======== Article

My brother, I m getting a feeling you ALWAYS wanted to get your hands on the M3...why ask us....You already know the answer...

Get the M3...its already been decided even before you posted..... :thumbup:

Good Luck on the Ride...Enjoy it...its a really fun, and posts some pics when you get the sick 6 speeder...


----------



## n2speedn (Dec 4, 2003)

I also had a tough time trying to decide between the two cars. As of yesterday though I finally mad my decision and placed my order for a 04 ir M3. Best of luck to you.


----------



## Bruce (Dec 24, 2001)

You dismissed the 540 as not tossable. I would drive an M5 before dismissing the whole 5 series. The M5s are really coming down in price and can be had with not that many miles for a similar price to the M3/S4.


----------



## HUMMM 3 (May 10, 2003)

Wallenrod said:


> Hello Everyone! Great forums you have, a lot of mature posters and a great source of information although the M forums seem to be a little dead. This maybe a good thing as it suggests that everyone is happy with their machines and out there driving instead of complaining.
> 
> Here's my dilema. My wife and I have been sharing our E46 330i SP for over a year now and we really love it. No problems whatsoever, great car. We have been living in a city and I don't need a car for commuting (my wife does) but it seems like my new job will involve driving. Plus I want something fun for the weekends and occasional fun/relaxing drives. We both drive manuals and prefer more spirited way of driving than your average American commuter (yet we DO use turn signals when changing lanes UNLIKE your average American commuter, at least here on the west coast.) We also have a baby on the way, so there are some practical considerations.

================

▶ [Stated problem 1] Write out the stretch of the car forum thread from "You dismissed the" through "to the M3/S4.", word for word.
▶ [Stated problem 2] For each statement, say yes or no according to the car forum thread, and quote the words that decide it: (a) n2speedn placed an order for an M3. (b) Bruce suggests driving an M5 before ruling out the 5 series. (c) Wallenrod says he needs a car for commuting.
The data after the thread isn't needed for anything here.

======== Recorded information

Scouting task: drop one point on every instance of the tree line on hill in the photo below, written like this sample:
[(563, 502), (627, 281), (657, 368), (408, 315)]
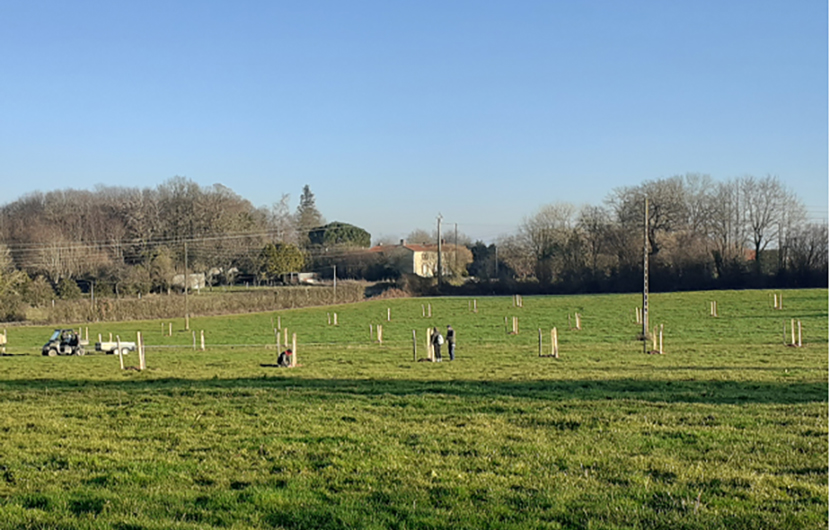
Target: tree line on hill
[(746, 232), (702, 234)]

================

▶ [Written solution 1]
You dismissed the 540 as not tossable. I would drive an M5 before dismissing the whole 5 series. The M5s are really coming down in price and can be had with not that many miles for a similar price to the M3/S4.

▶ [Written solution 2]
(a) Yes: "placed my order for a 04 ir M3"
(b) Yes: "I would drive an M5 before dismissing the whole 5 series."
(c) No: "I don't need a car for commuting (my wife does)"